EXERCISE:
Set down exactly the lines that run from the line with "of the alloy" to the end of the data, and nothing else.
──────
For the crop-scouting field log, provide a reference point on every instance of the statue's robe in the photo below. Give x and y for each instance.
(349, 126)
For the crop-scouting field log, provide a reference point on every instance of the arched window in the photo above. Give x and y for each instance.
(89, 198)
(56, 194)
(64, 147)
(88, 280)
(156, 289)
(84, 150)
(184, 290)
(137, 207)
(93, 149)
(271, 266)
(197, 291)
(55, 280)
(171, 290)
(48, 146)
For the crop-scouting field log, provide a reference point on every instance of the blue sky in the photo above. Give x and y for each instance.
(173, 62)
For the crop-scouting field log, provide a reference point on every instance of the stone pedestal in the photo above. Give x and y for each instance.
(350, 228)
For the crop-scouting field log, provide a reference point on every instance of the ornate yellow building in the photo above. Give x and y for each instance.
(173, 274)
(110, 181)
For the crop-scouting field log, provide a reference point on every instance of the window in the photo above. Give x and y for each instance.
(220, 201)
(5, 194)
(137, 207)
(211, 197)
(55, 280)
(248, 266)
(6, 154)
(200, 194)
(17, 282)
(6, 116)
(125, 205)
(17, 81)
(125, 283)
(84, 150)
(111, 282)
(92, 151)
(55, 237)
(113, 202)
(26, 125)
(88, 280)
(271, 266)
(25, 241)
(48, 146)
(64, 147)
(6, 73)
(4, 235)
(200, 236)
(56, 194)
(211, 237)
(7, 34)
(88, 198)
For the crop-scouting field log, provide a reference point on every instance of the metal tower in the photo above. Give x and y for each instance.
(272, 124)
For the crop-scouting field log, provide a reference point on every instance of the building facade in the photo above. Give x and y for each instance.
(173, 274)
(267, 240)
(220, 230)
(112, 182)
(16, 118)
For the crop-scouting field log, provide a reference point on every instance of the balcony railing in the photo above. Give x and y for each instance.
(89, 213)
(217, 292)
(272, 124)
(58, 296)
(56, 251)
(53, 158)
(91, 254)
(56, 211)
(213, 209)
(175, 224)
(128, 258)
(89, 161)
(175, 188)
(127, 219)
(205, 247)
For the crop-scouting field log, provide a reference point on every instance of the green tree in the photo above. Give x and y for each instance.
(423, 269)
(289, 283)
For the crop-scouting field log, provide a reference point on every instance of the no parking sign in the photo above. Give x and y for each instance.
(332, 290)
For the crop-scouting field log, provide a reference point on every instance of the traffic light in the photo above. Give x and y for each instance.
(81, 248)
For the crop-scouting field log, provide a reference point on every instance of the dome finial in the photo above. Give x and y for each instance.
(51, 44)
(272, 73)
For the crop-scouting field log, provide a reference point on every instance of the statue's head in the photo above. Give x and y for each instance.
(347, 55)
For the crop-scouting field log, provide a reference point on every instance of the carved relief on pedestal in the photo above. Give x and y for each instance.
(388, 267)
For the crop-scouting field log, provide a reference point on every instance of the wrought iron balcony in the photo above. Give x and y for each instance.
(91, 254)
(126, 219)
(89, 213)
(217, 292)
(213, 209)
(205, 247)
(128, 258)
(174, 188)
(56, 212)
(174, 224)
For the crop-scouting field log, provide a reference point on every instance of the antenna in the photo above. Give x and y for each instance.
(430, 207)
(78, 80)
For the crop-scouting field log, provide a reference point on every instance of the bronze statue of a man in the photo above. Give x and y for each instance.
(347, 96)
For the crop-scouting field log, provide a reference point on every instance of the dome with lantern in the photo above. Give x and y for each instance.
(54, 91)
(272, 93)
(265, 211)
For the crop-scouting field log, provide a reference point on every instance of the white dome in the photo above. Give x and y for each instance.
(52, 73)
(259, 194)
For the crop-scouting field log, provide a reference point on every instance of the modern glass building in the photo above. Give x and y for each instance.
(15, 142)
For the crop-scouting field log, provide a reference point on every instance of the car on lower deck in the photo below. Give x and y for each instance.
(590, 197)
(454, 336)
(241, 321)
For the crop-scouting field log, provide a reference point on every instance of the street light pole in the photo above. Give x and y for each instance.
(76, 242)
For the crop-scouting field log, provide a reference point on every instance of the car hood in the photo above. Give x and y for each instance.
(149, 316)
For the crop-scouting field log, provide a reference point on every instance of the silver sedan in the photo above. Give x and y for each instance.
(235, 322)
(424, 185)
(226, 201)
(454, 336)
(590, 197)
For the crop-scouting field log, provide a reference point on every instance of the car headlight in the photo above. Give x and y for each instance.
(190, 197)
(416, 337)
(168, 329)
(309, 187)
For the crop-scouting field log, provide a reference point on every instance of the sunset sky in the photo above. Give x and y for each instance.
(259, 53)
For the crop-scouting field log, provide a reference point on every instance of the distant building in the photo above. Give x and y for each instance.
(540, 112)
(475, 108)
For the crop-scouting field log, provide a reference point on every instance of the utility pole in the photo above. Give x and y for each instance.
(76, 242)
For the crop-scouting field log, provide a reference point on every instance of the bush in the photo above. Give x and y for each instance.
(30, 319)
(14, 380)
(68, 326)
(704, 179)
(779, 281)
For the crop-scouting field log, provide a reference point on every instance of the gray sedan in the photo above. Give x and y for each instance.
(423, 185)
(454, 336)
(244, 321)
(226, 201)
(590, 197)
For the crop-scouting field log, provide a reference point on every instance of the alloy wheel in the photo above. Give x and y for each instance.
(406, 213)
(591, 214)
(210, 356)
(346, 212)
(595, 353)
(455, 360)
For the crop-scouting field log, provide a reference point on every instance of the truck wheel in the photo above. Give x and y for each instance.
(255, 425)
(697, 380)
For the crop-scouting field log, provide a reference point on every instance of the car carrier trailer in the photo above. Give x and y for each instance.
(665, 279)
──────
SOLVED EXERCISE:
For the crop-scouting field log, provide a reference point on every instance of the alloy wheel in the photo above. Give x and y for each instance.
(406, 213)
(591, 214)
(210, 356)
(346, 212)
(595, 353)
(455, 360)
For the crop-scouting field log, provide a reference point on every instance of the truck wheel in the photo above. Give x and y for each instance.
(255, 425)
(697, 380)
For the crop-scouting field log, provide a reference point on every instance of the car carrier trailer in the photo above. Give x and y for each instance.
(665, 279)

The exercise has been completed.